§ DATA EXTRACT:
* * *

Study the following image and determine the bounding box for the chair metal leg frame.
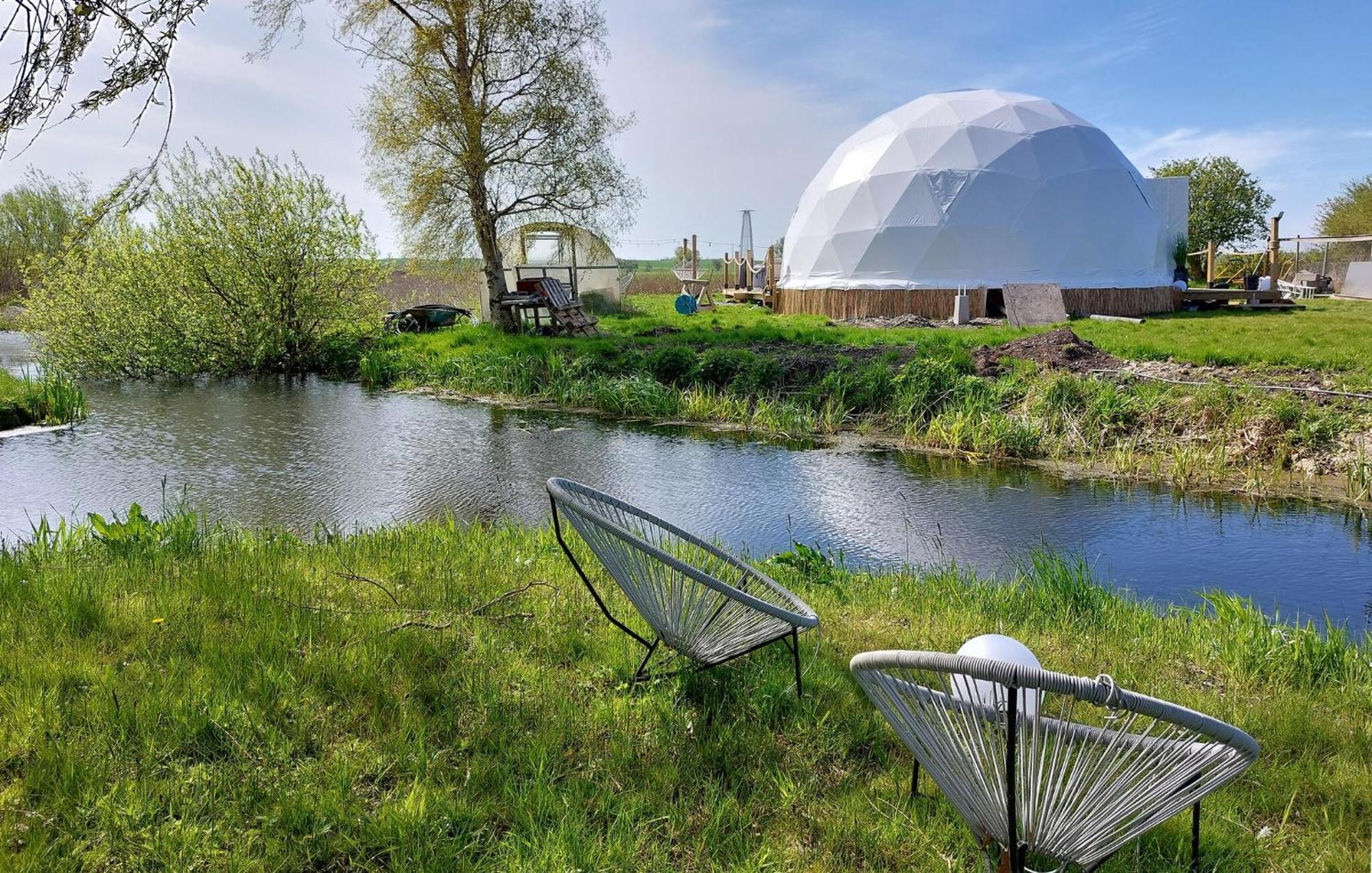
[549,498,657,651]
[1191,800,1200,873]
[549,498,801,697]
[1006,685,1026,873]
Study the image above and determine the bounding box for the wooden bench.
[514,276,600,336]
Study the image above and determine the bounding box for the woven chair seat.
[849,651,1258,870]
[547,479,819,666]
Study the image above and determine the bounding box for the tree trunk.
[472,199,519,334]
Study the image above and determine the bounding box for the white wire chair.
[849,651,1258,873]
[547,479,819,696]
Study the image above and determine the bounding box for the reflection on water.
[0,334,1372,626]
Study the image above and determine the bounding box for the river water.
[0,334,1372,630]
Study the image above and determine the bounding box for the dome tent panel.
[779,91,1174,314]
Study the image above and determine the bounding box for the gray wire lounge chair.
[849,652,1258,873]
[547,479,819,696]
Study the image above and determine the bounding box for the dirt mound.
[971,328,1122,376]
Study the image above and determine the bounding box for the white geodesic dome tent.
[779,91,1185,291]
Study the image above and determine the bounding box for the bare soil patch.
[971,328,1124,376]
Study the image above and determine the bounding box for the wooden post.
[572,229,576,301]
[1268,213,1283,296]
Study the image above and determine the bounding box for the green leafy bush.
[893,358,966,424]
[648,346,698,384]
[729,356,786,394]
[25,150,383,376]
[700,349,757,388]
[819,361,896,413]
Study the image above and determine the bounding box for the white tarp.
[781,91,1184,288]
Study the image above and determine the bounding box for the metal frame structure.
[547,478,819,697]
[849,651,1258,873]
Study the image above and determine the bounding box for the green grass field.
[0,516,1372,873]
[1072,301,1372,384]
[605,296,1372,380]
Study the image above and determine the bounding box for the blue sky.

* * *

§ GIVEN TASK: Reproduce the entries starting at the beginning and ending at the line containing "[514,276,600,336]", replacing "wooden bench" with "park bench" and changing nothing else. Leave out the pictures.

§ RESULT FOR THIS TASK:
Study the following image and determine the bounding box for the chair metal leg frame.
[549,498,657,651]
[1191,800,1200,873]
[549,498,801,697]
[1006,685,1026,873]
Study the image above and determine the bounding box for the park bench.
[514,276,600,336]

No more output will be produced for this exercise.